### Goal
Output as a JSON list of strings the lines of the items from the one containing "the red awning" through the last line, one string per line and leaving out blank lines.

### Supplied material
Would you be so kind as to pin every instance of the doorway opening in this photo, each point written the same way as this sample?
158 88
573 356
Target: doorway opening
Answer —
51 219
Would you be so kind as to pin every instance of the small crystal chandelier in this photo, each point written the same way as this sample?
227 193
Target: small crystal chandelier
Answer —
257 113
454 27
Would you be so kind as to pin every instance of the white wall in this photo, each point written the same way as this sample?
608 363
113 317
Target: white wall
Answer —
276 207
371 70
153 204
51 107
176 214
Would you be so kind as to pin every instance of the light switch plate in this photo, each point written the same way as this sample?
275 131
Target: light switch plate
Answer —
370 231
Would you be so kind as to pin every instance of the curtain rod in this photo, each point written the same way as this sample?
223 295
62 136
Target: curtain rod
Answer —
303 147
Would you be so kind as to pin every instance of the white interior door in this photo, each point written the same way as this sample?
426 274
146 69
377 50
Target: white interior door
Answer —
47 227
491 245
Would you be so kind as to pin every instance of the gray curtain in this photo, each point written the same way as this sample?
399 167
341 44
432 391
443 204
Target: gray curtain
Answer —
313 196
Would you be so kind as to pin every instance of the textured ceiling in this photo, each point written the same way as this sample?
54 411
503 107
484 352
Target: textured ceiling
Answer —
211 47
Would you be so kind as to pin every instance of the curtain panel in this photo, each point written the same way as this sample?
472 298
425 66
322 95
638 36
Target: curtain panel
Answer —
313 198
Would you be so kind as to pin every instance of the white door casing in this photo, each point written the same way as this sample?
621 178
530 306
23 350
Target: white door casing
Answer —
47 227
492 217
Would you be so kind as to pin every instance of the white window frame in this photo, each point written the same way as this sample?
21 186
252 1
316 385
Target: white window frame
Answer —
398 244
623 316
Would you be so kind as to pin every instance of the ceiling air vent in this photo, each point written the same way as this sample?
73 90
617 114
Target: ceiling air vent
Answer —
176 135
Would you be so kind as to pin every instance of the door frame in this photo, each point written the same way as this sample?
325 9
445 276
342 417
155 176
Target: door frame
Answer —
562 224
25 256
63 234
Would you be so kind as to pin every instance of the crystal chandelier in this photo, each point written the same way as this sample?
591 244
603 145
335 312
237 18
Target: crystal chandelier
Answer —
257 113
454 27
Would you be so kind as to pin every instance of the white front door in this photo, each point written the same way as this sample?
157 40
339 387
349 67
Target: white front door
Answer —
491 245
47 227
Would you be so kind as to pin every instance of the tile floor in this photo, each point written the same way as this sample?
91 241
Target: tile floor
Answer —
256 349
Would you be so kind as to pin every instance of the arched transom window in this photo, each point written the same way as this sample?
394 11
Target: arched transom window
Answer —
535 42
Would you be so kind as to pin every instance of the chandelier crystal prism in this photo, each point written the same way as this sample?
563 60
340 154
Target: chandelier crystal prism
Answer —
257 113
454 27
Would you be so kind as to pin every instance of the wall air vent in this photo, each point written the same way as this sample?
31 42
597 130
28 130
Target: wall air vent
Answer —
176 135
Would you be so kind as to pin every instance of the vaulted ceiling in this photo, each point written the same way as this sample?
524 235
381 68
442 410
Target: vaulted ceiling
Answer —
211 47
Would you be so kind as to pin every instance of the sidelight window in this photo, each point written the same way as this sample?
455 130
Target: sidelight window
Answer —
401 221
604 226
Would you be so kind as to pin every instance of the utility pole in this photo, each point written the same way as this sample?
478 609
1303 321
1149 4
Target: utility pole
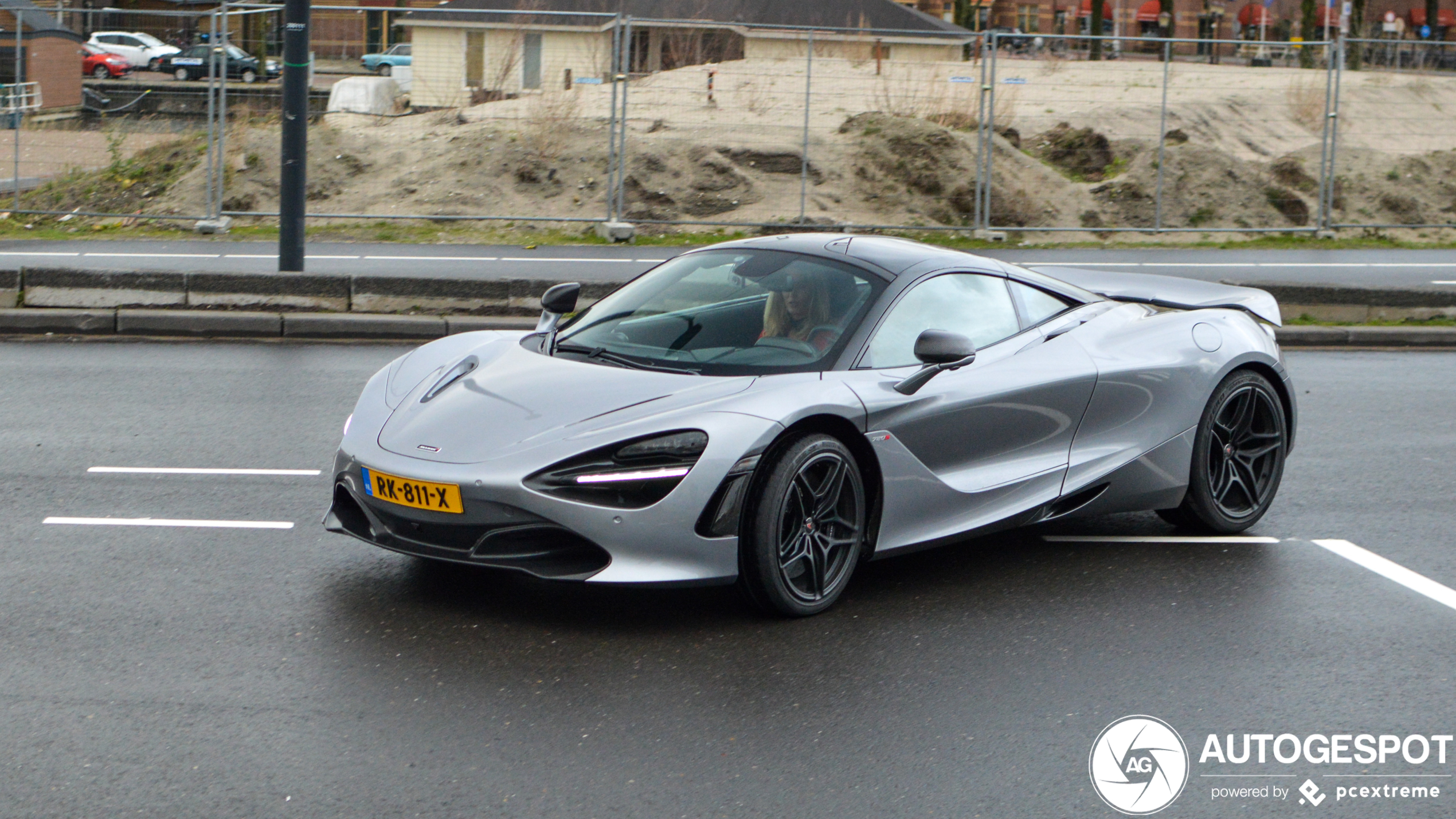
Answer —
295 175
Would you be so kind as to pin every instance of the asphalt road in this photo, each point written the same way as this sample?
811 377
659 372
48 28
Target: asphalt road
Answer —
292 672
1357 268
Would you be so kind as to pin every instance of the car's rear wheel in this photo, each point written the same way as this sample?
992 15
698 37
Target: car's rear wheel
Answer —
805 528
1238 457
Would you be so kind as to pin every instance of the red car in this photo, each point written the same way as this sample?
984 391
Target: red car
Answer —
103 64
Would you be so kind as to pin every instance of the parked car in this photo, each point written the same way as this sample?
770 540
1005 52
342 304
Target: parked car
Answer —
777 411
103 64
139 49
191 64
385 63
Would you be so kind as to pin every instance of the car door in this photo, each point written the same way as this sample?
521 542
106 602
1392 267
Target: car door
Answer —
977 444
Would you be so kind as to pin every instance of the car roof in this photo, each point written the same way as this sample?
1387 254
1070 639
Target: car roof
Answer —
890 253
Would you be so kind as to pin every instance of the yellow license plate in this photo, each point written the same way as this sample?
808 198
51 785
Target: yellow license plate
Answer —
408 492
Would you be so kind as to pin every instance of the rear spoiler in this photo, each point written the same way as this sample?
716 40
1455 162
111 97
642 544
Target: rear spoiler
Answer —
1169 291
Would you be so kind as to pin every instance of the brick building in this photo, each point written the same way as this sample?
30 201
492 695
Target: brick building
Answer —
50 54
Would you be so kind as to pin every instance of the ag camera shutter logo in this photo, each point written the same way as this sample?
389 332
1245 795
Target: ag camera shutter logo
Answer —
1139 766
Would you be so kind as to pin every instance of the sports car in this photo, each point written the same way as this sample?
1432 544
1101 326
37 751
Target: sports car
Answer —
774 412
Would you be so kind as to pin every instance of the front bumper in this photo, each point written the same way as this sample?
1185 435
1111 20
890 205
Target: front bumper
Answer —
508 526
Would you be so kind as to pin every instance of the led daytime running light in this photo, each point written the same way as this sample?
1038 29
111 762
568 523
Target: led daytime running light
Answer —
638 475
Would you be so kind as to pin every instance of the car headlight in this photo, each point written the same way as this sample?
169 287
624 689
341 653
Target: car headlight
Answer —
629 475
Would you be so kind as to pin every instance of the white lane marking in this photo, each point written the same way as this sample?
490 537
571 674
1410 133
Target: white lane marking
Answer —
549 260
1158 539
439 258
158 255
190 471
1391 571
171 523
1241 265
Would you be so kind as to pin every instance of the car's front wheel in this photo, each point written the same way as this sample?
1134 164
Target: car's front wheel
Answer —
805 530
1238 457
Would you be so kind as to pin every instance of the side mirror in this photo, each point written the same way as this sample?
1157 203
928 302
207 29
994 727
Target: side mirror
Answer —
557 301
938 351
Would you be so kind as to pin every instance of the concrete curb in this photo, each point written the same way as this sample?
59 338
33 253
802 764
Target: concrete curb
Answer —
1368 336
77 288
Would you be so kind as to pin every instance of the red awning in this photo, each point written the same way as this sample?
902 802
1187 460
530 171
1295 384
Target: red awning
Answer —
1443 18
1255 14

### Reply to the exercise
[
  "Would you be so kind as to pin every instance of the red awning in this photo, each point written the same way as this sample?",
  "902 802",
  "1187 460",
  "530 171",
  "1295 384",
  "Target: red awning",
  "Answer —",
  "1443 18",
  "1255 14"
]